--- START ---
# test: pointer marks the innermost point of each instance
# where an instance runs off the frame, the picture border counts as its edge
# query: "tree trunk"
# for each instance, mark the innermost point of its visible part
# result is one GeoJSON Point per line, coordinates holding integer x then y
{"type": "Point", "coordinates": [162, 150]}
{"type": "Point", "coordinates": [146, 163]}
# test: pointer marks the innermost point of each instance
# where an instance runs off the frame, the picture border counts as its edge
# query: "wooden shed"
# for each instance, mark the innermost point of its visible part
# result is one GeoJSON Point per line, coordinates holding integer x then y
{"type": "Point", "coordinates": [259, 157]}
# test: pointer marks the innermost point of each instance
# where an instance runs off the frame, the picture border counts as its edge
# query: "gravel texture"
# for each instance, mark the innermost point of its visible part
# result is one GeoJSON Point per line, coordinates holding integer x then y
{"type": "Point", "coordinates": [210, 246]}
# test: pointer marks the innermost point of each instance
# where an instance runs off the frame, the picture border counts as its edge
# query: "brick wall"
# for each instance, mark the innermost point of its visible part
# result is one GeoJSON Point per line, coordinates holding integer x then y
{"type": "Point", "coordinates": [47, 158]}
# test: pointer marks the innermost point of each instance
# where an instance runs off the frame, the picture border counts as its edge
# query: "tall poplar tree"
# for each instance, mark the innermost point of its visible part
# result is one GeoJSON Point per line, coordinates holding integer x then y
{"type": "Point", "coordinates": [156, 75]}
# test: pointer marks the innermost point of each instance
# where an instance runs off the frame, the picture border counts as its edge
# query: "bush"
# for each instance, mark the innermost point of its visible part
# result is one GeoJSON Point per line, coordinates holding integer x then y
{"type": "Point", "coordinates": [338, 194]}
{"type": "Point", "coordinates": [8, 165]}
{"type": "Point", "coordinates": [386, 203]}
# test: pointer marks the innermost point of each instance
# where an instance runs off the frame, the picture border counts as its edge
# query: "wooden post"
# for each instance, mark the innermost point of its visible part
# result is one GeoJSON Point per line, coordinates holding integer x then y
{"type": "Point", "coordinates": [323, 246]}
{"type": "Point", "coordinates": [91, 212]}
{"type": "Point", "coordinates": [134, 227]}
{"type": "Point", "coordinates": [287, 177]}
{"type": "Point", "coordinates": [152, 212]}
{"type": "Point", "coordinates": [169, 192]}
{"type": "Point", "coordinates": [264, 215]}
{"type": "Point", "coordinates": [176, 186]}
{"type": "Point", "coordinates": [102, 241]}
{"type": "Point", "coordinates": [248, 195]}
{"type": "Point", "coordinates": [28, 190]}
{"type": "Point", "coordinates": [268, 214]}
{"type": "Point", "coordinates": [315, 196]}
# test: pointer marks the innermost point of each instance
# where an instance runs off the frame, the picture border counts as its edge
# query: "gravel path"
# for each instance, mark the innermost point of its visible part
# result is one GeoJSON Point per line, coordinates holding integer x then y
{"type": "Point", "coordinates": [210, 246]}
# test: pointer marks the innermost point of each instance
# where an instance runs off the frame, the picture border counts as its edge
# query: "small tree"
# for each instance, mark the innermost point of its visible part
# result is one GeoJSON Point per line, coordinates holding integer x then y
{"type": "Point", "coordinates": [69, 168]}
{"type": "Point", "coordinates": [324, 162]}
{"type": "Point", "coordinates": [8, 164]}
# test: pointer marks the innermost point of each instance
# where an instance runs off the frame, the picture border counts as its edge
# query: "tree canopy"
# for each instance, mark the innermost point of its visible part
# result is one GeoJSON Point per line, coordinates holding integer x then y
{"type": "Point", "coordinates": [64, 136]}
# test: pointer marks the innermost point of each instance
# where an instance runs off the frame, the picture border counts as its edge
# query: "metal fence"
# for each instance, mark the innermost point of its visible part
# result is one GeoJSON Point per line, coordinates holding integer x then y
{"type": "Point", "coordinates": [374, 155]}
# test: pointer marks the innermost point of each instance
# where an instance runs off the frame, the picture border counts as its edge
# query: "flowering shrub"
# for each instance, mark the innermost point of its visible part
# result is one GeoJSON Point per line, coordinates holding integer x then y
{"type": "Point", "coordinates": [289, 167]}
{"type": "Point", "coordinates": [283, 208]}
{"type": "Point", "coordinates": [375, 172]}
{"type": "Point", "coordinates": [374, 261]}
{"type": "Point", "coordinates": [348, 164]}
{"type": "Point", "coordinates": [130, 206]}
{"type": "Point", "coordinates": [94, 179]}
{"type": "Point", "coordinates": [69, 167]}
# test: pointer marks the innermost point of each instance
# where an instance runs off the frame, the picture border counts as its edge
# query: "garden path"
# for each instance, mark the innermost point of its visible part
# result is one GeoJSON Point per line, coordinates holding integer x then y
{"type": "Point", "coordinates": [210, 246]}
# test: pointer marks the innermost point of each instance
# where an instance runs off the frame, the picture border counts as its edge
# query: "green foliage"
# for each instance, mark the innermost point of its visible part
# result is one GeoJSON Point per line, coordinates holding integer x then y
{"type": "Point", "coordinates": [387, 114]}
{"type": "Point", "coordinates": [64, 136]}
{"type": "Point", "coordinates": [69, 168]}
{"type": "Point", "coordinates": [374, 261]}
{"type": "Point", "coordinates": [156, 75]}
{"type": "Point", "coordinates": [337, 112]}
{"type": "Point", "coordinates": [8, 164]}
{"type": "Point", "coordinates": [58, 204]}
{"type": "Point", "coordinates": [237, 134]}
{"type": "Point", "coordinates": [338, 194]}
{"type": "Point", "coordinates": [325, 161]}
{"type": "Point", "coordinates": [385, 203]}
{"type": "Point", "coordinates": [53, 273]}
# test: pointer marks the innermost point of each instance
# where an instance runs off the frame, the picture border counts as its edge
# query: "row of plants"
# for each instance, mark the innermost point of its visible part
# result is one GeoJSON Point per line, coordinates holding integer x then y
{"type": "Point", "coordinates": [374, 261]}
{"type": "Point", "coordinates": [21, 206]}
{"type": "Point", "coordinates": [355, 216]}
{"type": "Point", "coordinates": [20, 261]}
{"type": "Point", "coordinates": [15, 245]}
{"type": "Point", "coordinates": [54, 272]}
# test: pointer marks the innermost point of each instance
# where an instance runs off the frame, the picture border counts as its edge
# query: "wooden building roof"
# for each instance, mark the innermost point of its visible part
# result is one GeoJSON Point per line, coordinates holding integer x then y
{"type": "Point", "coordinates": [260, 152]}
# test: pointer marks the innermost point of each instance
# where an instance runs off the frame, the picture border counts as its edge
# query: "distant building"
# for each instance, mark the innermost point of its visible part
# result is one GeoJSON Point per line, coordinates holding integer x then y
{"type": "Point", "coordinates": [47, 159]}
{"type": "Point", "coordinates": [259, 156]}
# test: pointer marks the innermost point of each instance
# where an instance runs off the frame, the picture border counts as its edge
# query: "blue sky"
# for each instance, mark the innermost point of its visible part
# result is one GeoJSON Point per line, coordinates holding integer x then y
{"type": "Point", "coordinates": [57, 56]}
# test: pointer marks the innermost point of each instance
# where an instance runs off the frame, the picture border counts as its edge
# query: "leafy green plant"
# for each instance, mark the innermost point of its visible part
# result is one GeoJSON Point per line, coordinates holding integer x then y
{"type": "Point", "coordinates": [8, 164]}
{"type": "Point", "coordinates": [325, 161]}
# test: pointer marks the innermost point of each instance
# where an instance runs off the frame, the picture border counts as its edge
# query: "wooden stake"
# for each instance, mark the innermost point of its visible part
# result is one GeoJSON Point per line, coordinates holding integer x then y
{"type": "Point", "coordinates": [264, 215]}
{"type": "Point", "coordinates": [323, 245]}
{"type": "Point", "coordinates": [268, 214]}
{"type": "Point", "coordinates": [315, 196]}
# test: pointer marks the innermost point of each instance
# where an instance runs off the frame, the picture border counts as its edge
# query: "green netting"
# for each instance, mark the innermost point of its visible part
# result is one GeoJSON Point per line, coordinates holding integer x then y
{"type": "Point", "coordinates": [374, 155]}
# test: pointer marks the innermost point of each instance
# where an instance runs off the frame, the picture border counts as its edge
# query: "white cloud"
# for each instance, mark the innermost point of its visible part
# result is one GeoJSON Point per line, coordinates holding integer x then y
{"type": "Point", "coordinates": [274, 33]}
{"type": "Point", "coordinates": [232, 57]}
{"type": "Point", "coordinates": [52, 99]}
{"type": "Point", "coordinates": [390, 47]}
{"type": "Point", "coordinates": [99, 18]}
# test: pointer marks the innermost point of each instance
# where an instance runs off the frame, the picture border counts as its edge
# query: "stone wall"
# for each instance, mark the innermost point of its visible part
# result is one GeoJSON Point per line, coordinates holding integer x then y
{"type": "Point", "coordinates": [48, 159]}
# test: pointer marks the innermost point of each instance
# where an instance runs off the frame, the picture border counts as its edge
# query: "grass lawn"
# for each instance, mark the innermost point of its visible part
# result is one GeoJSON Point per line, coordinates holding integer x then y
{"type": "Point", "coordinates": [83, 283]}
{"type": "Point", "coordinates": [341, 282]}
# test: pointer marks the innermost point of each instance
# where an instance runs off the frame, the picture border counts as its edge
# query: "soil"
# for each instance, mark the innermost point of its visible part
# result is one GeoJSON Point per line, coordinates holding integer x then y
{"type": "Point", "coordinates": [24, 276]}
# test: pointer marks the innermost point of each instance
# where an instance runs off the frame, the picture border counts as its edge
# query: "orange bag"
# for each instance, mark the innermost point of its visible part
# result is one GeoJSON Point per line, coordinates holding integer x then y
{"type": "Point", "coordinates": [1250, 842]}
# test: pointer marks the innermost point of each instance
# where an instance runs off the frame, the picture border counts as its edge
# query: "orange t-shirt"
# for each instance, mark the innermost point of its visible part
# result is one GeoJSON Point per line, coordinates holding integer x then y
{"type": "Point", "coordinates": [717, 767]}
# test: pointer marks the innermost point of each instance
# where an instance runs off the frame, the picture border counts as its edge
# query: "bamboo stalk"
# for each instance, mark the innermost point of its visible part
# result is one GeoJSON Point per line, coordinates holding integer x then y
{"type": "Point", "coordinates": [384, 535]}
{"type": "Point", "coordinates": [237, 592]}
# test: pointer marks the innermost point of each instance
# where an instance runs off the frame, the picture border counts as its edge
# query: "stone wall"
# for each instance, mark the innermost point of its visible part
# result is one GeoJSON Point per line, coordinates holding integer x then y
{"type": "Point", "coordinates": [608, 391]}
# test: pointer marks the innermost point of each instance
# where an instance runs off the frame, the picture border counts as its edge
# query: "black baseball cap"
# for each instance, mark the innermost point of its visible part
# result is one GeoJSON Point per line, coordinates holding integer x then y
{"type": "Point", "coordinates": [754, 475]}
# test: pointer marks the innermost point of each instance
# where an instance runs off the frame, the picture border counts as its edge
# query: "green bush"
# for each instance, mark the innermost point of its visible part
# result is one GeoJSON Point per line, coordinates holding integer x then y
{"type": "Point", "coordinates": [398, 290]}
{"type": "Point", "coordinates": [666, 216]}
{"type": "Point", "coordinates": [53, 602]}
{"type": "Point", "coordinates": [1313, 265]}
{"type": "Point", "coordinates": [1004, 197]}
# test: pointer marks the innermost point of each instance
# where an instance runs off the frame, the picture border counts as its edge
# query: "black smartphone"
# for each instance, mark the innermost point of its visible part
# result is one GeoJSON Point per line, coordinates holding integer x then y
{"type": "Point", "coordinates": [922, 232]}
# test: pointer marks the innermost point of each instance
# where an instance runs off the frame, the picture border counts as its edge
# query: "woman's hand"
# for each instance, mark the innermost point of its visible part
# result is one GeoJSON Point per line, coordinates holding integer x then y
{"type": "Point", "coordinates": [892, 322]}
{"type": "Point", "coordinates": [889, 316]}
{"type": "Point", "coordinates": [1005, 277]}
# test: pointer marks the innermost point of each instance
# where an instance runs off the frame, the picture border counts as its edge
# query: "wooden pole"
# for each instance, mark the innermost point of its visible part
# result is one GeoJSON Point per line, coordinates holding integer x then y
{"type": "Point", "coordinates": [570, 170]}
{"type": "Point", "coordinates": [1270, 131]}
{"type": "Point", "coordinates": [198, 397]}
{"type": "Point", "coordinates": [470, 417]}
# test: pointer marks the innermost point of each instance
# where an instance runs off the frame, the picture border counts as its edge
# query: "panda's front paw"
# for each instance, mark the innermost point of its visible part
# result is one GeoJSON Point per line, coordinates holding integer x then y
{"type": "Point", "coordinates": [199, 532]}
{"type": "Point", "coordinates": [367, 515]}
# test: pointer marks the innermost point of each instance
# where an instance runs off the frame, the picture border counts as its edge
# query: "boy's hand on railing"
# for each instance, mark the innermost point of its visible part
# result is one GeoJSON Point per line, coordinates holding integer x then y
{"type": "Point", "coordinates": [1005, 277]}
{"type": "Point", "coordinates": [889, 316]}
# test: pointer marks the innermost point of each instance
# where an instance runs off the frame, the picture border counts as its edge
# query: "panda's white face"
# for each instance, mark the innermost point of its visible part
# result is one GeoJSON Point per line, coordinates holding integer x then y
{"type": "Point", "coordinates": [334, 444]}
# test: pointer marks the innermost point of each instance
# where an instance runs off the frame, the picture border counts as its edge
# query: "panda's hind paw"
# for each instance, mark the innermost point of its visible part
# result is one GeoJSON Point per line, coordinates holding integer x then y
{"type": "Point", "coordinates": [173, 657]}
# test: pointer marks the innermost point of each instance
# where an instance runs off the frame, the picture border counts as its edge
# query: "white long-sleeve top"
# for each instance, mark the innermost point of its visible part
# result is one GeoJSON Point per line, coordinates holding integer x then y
--- END ---
**Task to complete:** Where does the string "building" occur in the listing above? Return every line that contains it.

**Output of the task:**
# query: "wooden building roof"
# query: "distant building"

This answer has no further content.